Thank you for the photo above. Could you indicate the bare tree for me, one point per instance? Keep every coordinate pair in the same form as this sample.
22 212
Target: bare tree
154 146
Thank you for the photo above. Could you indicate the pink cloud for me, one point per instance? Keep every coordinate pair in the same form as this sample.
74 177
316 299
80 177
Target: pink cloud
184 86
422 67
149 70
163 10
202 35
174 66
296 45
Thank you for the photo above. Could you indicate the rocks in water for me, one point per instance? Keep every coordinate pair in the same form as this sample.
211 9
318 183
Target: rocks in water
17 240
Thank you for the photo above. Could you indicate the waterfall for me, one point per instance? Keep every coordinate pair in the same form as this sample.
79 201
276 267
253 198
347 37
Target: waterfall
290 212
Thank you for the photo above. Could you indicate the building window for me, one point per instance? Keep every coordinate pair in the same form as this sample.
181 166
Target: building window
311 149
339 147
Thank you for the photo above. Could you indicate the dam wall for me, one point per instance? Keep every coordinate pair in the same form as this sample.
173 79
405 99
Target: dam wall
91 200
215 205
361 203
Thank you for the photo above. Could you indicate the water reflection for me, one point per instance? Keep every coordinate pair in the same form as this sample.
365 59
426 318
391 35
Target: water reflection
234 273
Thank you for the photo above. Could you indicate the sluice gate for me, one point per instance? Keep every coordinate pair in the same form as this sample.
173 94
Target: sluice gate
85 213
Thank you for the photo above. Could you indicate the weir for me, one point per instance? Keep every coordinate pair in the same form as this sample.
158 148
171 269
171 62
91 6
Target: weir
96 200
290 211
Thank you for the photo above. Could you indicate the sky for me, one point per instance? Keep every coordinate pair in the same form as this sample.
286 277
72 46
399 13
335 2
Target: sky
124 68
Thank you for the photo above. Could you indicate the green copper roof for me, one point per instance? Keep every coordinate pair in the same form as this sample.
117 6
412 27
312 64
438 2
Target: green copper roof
_ _ _ _
WORK REQUIRED: Transcribe all of the material exactly as it appears.

WRITTEN REPLY:
Thank you for the photo above. Could you indicate the bare tree for me, one point per instance? Keep every coordinate pair in the same form as this sample.
22 212
Target: bare tree
154 146
Thank you for the photo above. Could you indicate the pink cloud for me, one point per instance? Keep every coordinate pair in the same form as this sample.
74 177
316 299
80 177
Target: pink cloud
184 86
422 67
149 70
163 10
202 35
174 66
296 45
Thank you for the photo above. Could you indicate the rocks in water for me, one point per instance? Keep every coordinate pair in the same form as this sample.
211 9
318 183
Target: rocks in water
17 240
Thank you for the photo above. Could you indicate the waterfall for me, one point per instance? Keep every coordinate pair in the same form as this sample.
79 201
276 267
253 198
347 37
Target: waterfall
290 212
Thank you for the photo above. Could you indicate the building window for me, one point per instance? Keep every coordinate pair in the same form as this sample.
181 166
Target: building window
311 149
339 147
Thank you for the photo above. Could you indicate the dam wall for me, one point per instance? Keep every coordinate pair in the same form as this sample.
173 79
405 99
Target: dam wall
91 200
215 205
361 203
Thank you for the photo above. Could you indicate the water reflection for me, one point per instance? Keep every coordinate pair in the same form as this sample.
365 59
426 318
391 35
Target: water reflection
234 273
Thank you for the photo above. Could you indicate the sluice gate for me, one point per instance? Keep every coordinate pair in the same form as this sample.
173 94
Target: sluice gate
85 213
Thank you for the photo above. Could you indicate the weir for me, one point per instance? Keep every coordinate pair in the same form as this sample.
158 148
171 269
171 62
91 6
Target: weir
96 200
290 211
Thank you for the photo above. Could you indicate the sky for me, one point per instance? Keep every coordinate pair in the same form as this sample.
286 277
72 46
399 13
335 2
Target: sky
124 68
Thank you for the photo above. Could you indicate the green copper roof for me, one point per instance? Keep every coordinate pair in the same form as this sample.
117 6
412 27
312 64
438 2
Target: green copper roof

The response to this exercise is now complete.